• Task goal: From the text on polyurethane coated yarn, extract the part that begins at the words "Although many coated" and stops after "a thin denier.".

Aspect(s) of the present invention relates to a thermoplastic polyurethane coated yarn mixed with hydrophobic nano-silica, more specifically by applying a thermoplastic polyurethane resin containing nano-silica, which contains hydrophobic functional groups, on a surface of a core yarn, the core yarn biased to one side, ie., eccentricity, does not occur or uncoating, and excellent physical properties such as formability, wear resistance, and tensile strength. In addition, aspect(s) of the present invention relates to a thermoplastic polyurethane coated yarn mixed with hydrophobic nano-silica, which can realize antifouling, scratch resistance, and soft touch.
Recently, in order to produce sporting goods, household goods, industrial products such as shoes, clothing, bags, blinds, flooring, etc., mainly yarns such as polyester, nylon, PBT, acrylic, etc. are used. However, since the yarns are somewhat vulnerable to mechanical or chemical strength and heat, a coated yarn having a coating layer formed on the surface of the yarn may be used.
Such coated yarn is processed by coating a thermoplastic resin such as polyvinyl chloride (PVC), polypropylene (PP), and polyurethane (PU) on the surface of the yarn in a die using a conventional extruder.
Although many coated yarn with increased durability, wear resistance and adhesion are used, there were problems such as difficulty in adjusting the amount of application when ordinary thermoplastic is used, especially when a small amount of application is not possible to manufacture coating material with a thickness of less than 350 denier, a thin denier.

• Excerpted records:

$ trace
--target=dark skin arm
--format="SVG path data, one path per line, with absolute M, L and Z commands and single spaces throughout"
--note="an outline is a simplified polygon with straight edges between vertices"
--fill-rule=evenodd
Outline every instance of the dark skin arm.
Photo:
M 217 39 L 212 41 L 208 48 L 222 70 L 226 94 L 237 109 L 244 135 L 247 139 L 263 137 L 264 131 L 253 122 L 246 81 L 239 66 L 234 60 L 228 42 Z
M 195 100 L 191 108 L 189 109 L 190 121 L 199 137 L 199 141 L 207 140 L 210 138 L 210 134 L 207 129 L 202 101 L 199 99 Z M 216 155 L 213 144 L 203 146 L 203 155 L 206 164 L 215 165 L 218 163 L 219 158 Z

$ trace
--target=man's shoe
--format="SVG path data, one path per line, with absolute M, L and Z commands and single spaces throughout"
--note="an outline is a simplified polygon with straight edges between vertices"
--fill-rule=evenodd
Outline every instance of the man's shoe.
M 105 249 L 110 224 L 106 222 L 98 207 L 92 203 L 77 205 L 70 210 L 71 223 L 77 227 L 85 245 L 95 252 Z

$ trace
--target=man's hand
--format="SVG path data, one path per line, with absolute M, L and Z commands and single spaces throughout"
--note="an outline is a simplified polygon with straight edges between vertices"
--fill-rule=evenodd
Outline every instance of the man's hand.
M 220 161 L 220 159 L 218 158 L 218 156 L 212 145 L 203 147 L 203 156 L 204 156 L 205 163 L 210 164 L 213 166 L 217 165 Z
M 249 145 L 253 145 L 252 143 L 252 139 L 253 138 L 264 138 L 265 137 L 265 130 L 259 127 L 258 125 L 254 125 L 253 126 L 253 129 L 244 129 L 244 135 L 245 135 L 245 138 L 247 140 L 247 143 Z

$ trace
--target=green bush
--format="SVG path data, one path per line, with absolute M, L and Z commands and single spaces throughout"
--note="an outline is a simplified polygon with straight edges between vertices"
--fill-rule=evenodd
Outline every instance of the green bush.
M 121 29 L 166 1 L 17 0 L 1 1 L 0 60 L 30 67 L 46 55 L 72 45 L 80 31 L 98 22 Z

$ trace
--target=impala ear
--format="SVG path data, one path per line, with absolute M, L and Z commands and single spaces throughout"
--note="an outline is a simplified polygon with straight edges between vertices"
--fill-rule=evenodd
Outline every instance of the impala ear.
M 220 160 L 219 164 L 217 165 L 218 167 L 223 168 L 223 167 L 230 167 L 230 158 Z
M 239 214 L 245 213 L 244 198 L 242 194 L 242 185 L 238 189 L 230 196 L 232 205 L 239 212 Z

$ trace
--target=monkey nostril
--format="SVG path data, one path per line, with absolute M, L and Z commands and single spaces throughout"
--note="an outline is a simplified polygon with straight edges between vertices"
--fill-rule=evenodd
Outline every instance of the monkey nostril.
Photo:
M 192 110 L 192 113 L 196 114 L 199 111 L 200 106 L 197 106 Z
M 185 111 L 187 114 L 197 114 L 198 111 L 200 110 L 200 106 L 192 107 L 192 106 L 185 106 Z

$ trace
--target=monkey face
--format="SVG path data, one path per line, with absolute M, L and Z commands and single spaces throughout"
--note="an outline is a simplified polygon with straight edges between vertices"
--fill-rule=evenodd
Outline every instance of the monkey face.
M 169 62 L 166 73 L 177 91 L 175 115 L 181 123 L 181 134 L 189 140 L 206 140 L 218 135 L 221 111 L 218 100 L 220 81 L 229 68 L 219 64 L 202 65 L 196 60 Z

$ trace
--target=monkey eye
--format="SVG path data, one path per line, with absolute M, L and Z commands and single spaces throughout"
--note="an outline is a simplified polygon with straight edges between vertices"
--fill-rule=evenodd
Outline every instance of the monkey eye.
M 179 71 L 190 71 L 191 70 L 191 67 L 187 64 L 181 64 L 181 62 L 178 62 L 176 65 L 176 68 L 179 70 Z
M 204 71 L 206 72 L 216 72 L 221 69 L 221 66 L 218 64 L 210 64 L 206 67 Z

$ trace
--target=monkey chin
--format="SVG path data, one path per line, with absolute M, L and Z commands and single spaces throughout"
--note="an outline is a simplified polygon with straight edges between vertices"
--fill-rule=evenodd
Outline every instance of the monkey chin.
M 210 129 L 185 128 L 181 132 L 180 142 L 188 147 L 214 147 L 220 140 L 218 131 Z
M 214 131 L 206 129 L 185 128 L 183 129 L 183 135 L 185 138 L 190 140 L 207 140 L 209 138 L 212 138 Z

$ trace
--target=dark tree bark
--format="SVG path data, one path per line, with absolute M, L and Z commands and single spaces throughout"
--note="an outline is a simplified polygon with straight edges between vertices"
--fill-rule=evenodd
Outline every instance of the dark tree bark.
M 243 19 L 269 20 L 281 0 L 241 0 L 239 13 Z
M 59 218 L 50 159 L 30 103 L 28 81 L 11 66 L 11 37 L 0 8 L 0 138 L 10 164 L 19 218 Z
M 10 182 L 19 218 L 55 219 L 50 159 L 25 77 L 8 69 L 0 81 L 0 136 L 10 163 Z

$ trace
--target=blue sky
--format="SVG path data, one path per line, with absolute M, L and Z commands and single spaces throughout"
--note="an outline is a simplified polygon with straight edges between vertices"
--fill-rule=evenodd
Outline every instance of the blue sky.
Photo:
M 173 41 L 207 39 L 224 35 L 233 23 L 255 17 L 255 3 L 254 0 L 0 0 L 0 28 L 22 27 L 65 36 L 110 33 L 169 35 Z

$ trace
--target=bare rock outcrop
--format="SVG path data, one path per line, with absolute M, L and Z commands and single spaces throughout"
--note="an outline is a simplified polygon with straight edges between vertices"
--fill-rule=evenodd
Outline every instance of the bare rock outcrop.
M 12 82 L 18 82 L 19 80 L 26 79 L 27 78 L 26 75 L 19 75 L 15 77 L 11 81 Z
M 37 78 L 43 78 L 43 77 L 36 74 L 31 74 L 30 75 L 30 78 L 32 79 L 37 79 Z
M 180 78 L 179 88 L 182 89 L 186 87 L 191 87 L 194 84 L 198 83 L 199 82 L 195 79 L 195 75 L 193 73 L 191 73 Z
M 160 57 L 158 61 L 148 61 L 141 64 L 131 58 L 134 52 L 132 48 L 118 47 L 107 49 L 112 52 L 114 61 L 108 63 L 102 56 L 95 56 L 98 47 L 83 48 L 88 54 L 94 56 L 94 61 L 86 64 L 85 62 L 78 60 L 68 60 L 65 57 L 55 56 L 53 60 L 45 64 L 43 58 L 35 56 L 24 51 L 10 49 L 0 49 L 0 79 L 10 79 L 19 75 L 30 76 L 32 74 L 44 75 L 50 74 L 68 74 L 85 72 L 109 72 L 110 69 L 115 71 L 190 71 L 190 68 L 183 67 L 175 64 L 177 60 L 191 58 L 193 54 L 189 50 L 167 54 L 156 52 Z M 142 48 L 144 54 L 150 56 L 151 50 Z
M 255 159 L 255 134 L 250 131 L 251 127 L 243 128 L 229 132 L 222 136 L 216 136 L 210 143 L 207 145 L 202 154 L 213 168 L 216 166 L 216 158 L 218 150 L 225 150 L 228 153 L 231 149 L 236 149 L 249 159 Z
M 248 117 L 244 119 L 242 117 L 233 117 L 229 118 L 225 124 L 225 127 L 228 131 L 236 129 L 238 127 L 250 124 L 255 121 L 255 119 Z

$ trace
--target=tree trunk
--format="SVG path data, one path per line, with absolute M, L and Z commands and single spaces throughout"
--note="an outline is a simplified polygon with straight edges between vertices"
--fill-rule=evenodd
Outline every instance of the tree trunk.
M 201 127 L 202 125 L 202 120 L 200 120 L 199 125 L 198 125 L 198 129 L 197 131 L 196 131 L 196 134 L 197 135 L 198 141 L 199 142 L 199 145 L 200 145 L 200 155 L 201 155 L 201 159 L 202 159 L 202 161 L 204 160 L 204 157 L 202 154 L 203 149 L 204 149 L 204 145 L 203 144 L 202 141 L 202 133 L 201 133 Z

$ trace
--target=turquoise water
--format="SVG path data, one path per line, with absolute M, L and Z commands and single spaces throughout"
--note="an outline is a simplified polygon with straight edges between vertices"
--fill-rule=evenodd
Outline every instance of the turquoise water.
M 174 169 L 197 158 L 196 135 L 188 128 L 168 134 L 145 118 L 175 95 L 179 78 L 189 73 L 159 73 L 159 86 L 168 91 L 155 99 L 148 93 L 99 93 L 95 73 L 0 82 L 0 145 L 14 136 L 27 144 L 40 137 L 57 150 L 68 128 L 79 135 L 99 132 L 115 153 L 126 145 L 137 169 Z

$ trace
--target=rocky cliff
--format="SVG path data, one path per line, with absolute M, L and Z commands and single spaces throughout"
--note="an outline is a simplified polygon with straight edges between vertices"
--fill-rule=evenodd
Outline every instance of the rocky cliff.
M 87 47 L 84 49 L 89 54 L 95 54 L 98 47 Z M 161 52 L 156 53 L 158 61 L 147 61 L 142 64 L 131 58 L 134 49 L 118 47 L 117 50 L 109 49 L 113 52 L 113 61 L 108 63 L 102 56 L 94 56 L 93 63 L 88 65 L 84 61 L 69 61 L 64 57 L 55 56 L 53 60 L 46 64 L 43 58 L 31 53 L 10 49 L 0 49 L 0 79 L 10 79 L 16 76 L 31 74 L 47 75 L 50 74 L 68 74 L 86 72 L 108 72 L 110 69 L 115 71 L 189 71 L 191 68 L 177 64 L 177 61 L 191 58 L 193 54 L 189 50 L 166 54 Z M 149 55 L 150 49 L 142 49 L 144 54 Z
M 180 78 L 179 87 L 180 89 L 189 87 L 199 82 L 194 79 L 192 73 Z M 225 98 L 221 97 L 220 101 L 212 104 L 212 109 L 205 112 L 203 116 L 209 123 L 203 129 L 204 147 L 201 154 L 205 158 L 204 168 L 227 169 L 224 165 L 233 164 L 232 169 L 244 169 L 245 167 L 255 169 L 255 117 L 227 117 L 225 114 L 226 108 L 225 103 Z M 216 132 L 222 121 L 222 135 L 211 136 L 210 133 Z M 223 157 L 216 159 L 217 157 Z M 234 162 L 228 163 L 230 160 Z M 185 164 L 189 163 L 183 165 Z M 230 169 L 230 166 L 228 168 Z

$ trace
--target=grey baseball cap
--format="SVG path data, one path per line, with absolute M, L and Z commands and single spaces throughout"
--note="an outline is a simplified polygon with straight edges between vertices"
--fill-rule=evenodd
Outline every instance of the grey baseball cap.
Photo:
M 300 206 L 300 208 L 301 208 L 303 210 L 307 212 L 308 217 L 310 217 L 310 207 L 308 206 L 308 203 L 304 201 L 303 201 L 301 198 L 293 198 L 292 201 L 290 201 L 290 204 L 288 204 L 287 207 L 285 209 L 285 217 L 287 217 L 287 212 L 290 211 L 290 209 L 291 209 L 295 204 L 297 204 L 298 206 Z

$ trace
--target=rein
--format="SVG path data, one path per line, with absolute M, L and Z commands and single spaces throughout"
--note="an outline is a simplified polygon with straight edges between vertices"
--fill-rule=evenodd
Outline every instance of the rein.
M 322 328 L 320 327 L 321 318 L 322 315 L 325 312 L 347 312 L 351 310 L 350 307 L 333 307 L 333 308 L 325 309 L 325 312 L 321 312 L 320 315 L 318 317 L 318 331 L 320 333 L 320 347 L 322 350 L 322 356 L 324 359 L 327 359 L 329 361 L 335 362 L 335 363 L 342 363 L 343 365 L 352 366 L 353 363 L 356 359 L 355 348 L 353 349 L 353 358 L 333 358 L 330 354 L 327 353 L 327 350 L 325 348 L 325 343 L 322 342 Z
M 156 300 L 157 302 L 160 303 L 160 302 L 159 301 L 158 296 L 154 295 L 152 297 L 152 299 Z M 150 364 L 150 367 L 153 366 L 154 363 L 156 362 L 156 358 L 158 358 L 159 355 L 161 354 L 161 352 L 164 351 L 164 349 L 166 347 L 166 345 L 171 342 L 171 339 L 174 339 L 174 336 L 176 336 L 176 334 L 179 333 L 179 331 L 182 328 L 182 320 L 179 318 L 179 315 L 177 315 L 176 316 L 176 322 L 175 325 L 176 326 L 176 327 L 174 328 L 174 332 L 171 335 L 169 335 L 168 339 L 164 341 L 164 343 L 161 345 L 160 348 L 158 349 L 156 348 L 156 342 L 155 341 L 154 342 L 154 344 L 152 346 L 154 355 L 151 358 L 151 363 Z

• Output of the exercise:
Although many coated yarn with increased durability, wear resistance and adhesion are used, there were problems such as difficulty in adjusting the amount of application when ordinary thermoplastic is used, especially when a small amount of application is not possible to manufacture coating material with a thickness of less than 350 denier, a thin denier.